┌────────

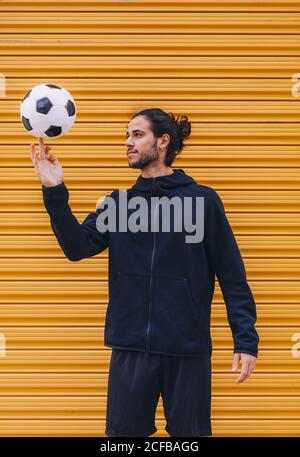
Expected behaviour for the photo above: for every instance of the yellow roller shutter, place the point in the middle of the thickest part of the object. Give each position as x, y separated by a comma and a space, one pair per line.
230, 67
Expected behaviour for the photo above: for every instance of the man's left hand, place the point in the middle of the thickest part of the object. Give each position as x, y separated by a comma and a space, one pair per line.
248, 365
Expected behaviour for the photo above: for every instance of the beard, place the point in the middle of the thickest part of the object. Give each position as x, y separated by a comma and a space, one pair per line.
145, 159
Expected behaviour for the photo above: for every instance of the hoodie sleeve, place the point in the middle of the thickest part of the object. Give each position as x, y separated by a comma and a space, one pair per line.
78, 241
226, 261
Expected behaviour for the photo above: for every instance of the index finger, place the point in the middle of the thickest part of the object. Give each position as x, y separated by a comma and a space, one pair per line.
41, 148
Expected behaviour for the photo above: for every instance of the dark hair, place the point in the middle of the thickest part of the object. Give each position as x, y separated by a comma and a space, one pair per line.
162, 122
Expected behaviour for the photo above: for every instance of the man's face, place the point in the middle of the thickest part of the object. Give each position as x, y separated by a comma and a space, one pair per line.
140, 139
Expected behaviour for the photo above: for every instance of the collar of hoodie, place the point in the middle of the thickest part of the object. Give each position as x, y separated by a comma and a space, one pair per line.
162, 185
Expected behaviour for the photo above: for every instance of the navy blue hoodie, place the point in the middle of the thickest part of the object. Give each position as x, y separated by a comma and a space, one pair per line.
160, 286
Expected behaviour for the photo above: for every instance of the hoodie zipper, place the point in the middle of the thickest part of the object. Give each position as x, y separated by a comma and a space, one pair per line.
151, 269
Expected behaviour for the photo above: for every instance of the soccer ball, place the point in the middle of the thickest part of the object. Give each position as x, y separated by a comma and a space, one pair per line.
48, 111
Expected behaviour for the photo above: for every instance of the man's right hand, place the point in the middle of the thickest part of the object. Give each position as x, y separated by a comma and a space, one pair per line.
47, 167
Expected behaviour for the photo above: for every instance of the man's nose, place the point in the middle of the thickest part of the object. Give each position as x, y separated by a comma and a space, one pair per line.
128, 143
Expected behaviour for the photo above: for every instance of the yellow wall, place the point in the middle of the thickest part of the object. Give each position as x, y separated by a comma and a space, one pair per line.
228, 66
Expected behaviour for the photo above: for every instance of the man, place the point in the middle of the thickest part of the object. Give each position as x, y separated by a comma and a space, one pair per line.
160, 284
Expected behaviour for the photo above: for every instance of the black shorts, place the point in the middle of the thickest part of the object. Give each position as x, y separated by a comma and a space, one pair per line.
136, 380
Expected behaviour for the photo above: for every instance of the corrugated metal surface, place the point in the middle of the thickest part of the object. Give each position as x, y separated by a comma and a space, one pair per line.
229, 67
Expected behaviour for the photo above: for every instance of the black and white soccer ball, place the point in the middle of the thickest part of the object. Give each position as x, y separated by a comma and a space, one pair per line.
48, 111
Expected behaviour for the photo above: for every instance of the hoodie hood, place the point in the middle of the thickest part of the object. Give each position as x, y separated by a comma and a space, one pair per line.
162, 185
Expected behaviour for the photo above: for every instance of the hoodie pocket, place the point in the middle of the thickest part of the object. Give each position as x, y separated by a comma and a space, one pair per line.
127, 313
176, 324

└────────
┌────────

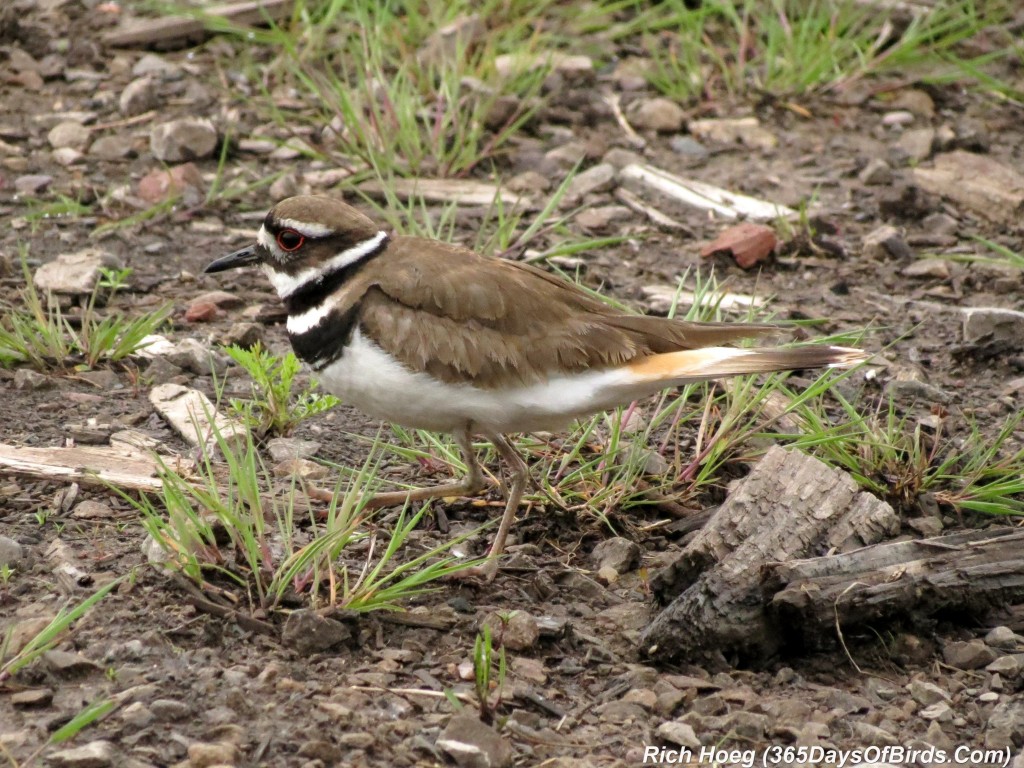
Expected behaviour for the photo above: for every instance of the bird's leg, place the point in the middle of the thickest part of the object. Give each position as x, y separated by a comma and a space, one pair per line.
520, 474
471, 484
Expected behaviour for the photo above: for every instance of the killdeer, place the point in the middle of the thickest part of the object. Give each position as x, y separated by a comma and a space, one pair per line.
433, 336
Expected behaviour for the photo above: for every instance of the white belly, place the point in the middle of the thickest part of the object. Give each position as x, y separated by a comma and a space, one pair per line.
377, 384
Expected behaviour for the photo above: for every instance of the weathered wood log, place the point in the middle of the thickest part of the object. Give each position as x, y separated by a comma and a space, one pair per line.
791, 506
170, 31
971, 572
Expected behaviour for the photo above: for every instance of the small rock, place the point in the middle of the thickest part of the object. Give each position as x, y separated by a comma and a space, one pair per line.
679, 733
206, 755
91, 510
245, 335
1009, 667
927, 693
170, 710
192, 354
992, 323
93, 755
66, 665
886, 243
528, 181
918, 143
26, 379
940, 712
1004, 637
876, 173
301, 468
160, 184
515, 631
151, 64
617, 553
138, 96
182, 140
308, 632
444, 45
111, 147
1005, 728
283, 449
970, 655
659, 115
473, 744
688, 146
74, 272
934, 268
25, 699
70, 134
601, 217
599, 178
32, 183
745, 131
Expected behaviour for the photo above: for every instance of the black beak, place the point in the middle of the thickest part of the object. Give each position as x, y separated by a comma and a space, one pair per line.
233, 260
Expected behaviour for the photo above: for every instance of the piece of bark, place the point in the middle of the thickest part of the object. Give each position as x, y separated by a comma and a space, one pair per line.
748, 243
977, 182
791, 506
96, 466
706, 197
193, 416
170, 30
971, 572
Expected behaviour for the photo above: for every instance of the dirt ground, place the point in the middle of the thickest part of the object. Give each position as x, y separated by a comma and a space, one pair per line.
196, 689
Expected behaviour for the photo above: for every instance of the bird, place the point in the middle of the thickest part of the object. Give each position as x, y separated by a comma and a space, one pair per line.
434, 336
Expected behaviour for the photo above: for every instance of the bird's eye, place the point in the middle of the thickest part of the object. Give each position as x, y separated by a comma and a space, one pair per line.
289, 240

└────────
┌────────

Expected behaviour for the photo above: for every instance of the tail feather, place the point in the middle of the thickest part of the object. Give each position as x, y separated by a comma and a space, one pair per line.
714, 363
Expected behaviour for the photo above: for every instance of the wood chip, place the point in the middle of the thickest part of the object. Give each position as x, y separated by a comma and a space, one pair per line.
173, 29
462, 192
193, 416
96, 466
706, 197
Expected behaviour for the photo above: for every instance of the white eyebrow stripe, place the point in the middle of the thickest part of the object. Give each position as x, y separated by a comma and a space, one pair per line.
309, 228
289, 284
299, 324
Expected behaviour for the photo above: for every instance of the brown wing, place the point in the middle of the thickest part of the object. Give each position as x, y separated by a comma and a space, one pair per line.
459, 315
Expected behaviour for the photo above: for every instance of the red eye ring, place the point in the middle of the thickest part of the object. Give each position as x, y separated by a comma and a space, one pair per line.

└────────

▸ **PROBLEM TO WORK ON**: Gather every line of the records that contains the word "ball", and note that case counts.

▸ **RESULT**:
Expected behaviour for the photo above: for every instance of the soccer ball, place the point in the middle of the thickest part of the object. Give each position as x, y separated by a comma and a space, one pair per line.
Expected behaviour for the photo above: for every instance of the black and white soccer ball, place the point in the middle of the thickest part of the object. Give each position as x, y separated by a comma and a space, one pair per line.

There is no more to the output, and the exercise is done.